What needs to be done: Report every line of the items that contains the string "cabinet".

[Saved data entries]
** Begin **

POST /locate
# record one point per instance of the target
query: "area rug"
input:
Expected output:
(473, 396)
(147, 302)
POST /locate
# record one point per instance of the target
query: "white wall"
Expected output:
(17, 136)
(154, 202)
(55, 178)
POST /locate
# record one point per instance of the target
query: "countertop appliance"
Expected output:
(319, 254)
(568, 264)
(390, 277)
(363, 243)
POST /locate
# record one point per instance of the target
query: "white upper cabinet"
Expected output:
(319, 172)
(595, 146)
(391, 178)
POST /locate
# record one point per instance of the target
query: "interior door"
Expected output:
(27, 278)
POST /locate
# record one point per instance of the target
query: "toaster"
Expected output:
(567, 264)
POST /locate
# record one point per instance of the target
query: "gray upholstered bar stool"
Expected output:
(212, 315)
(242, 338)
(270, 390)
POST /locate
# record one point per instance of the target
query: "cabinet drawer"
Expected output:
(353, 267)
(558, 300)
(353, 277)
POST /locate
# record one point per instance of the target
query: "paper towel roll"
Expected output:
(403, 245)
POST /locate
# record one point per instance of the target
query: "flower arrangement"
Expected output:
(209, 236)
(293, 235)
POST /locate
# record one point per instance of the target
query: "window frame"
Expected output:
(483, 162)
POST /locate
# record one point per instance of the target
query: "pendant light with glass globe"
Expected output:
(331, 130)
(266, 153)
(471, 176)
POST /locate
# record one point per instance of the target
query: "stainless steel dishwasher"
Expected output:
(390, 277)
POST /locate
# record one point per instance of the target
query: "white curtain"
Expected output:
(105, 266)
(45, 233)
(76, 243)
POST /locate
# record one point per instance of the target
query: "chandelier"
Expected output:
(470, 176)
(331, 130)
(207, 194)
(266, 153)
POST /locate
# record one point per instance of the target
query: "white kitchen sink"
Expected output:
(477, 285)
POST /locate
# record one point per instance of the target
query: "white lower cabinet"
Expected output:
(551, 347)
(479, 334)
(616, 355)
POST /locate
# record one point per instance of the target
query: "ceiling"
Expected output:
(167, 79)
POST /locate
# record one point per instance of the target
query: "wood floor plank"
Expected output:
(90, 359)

** End **

Output:
query: "white upper cabinet"
query: "cabinet drawer"
query: "white lower cabinet"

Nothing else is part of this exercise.